**SHORT TASK**:
Write out all of the data below word for word.

**GIVEN RECORDS**:
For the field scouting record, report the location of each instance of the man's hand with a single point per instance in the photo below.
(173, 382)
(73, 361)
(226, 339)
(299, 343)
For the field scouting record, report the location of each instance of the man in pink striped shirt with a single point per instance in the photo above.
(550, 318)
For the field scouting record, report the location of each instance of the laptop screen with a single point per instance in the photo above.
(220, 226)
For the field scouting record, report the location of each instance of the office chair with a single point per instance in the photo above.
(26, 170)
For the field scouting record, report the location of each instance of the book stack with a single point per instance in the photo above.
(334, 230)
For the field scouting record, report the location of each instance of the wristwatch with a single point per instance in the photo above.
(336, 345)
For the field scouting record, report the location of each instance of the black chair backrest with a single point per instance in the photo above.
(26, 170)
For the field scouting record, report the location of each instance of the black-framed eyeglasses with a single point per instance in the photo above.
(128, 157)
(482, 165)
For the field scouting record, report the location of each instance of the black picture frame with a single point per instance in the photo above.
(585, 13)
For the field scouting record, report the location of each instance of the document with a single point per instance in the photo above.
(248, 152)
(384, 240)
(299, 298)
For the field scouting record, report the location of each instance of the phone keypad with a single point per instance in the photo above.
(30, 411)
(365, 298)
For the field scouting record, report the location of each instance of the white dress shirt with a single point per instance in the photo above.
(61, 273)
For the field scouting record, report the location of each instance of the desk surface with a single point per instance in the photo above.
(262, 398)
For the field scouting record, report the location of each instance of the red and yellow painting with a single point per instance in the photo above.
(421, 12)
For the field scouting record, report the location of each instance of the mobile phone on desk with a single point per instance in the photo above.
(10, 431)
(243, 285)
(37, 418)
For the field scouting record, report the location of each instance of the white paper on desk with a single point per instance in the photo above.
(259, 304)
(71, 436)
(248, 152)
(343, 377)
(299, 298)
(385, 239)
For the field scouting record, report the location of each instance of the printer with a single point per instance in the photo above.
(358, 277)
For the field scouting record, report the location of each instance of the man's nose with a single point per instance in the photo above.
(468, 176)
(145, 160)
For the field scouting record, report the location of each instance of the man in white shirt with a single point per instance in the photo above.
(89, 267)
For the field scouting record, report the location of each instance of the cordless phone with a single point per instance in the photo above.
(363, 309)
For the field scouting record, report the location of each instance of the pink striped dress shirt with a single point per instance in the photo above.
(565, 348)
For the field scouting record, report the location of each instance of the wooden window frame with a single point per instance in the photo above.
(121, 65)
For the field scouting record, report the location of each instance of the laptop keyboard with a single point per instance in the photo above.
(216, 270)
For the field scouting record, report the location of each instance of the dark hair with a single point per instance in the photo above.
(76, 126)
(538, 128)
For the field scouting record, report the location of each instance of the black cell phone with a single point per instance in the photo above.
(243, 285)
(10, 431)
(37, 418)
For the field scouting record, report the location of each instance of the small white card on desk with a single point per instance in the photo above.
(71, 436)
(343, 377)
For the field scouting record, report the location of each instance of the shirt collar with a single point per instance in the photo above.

**OUTPUT**:
For the field scouting record, report the location of each instance of the man's hand with a single point per instance in the photo below.
(173, 382)
(73, 361)
(226, 339)
(299, 343)
For the field scouting record, report the location of each instance of the man in pink striped shirt with a single point per instance in the photo above.
(550, 318)
For the field scouting record, report the location of each instance of the laptop screen with a single point per instance in the photo above.
(220, 226)
For the field scouting record, report the location of each instance of the office chair with a single point per instance in the photo above.
(26, 170)
For the field scouting record, report the location of each instance of the book stack with a single point per instance in the photo above.
(334, 230)
For the field scouting record, report the location of each instance of the wristwatch with a single point per instance in the photo above.
(336, 345)
For the field scouting record, report the location of each instance of the black chair backrest with a single point per instance in the photo above.
(26, 170)
For the field scouting record, report the location of each instance of the black-framed eyeglasses with a single point per instance in the photo above.
(128, 157)
(482, 165)
For the field scouting record, report the location of each instance of the black picture frame with a single point per instance in the photo above.
(585, 13)
For the field scouting record, report the location of each instance of the document with a single point per instance in the photo above.
(248, 152)
(384, 240)
(299, 298)
For the field scouting record, report the location of each instance of the phone keypad with a single point per instance in the photo above.
(30, 411)
(365, 298)
For the field scouting record, report the location of each instance of the white dress shirt with a single point per instance in the photo above.
(61, 273)
For the field scouting record, report the location of each instance of the desk surface with a single point per instance in the photo above.
(262, 398)
For the field scouting record, report the location of each instance of the red and yellow painting with a single point per instance in the photo above.
(421, 12)
For the field scouting record, report the location of each instance of the mobile phone on desk with a single point per instance in the photo above.
(10, 431)
(243, 285)
(37, 418)
For the field scouting record, report the location of each instance of the white paper on desk with a single point per instance in the photo above.
(259, 304)
(71, 436)
(248, 152)
(343, 377)
(299, 298)
(385, 239)
For the field scouting record, report the location of each instance of the printer with a single point per instance in the photo above.
(358, 277)
For the field scouting record, report the location of each instance of the man's nose with a single point per instance in the photo above.
(468, 176)
(145, 160)
For the field scouting record, report the location of each instance of the man in white shirt with a single point per instance in the photo above.
(89, 267)
For the field scouting record, report the location of each instance of the cordless phone with a single point per instance in the photo above.
(363, 309)
For the field scouting record, report the location of each instance of the pink striped dress shirt with a single point per instance in the photo above.
(565, 348)
For the field scouting record, report the location of each instance of the wooden window frame with a single point per instance in the photo above.
(121, 65)
For the field scouting record, report the location of each instance of the laptop keyboard with a single point per instance in the photo above.
(216, 270)
For the field scouting record, report the location of each instance of the dark hair with a single point per instance in the photo above.
(76, 126)
(538, 128)
For the field scouting record, report the location of each instance of the black cell phone with a single point per instance in the photo above.
(243, 285)
(10, 431)
(37, 418)
For the field scouting record, report the location of each instance of the small white card on desk with a single point per instance in the photo above.
(71, 436)
(343, 377)
For the field scouting record, report the location of each instance of the shirt collar with a single point per instance in the photo above.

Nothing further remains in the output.